■ What needs to be done ■
Determine the number of lines in the entries below in which the word "array" appears, and reply with that number only.

· · · ·

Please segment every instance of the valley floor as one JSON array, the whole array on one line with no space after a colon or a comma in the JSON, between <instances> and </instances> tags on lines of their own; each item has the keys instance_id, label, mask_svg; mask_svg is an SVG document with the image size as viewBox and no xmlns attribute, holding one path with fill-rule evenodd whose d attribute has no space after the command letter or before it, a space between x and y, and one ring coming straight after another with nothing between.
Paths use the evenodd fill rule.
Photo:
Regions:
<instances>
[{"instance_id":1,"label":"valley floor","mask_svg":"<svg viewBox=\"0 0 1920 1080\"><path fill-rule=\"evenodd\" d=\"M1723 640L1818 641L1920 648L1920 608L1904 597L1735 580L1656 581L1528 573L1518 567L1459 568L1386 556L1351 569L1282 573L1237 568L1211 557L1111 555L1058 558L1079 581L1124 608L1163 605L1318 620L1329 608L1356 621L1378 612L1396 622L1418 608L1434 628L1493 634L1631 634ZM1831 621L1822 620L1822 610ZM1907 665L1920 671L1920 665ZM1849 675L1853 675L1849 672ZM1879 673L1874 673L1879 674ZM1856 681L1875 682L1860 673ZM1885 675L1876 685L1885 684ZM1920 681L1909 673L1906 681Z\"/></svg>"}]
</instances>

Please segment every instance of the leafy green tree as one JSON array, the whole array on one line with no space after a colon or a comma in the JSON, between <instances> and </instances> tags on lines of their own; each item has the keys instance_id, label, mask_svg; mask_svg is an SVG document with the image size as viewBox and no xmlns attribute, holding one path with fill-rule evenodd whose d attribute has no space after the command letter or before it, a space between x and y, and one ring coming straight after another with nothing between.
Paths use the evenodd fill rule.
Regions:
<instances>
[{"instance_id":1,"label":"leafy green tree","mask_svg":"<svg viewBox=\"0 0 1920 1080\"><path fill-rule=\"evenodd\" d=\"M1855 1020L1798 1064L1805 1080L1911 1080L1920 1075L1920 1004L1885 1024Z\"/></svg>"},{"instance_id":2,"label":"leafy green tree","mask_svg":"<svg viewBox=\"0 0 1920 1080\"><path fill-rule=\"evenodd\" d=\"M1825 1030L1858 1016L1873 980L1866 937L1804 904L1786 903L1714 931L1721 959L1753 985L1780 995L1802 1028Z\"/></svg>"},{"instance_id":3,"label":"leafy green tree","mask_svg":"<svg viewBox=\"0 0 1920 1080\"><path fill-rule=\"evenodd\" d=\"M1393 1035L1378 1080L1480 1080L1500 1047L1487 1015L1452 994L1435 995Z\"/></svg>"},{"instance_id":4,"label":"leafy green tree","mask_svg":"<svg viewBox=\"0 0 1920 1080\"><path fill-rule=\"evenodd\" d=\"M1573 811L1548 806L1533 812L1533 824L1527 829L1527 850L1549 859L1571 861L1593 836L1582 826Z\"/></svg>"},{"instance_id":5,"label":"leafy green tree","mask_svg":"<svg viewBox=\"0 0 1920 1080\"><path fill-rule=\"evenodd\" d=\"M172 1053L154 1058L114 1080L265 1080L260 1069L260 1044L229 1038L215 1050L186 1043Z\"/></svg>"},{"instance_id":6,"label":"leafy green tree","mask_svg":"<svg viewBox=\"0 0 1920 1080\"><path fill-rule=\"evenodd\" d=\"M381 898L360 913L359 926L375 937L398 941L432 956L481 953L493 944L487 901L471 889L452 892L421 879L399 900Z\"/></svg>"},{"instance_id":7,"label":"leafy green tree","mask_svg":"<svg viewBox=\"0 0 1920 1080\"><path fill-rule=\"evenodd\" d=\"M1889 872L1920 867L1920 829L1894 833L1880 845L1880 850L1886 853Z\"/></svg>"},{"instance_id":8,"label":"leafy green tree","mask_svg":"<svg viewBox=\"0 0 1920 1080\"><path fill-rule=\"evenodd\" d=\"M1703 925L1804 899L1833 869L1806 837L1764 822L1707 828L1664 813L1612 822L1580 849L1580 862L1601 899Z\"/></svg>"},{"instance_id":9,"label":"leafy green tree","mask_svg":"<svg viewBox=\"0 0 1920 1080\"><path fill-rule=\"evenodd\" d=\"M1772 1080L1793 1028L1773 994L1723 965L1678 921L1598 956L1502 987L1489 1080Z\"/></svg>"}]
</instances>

· · · ·

■ Response box ■
2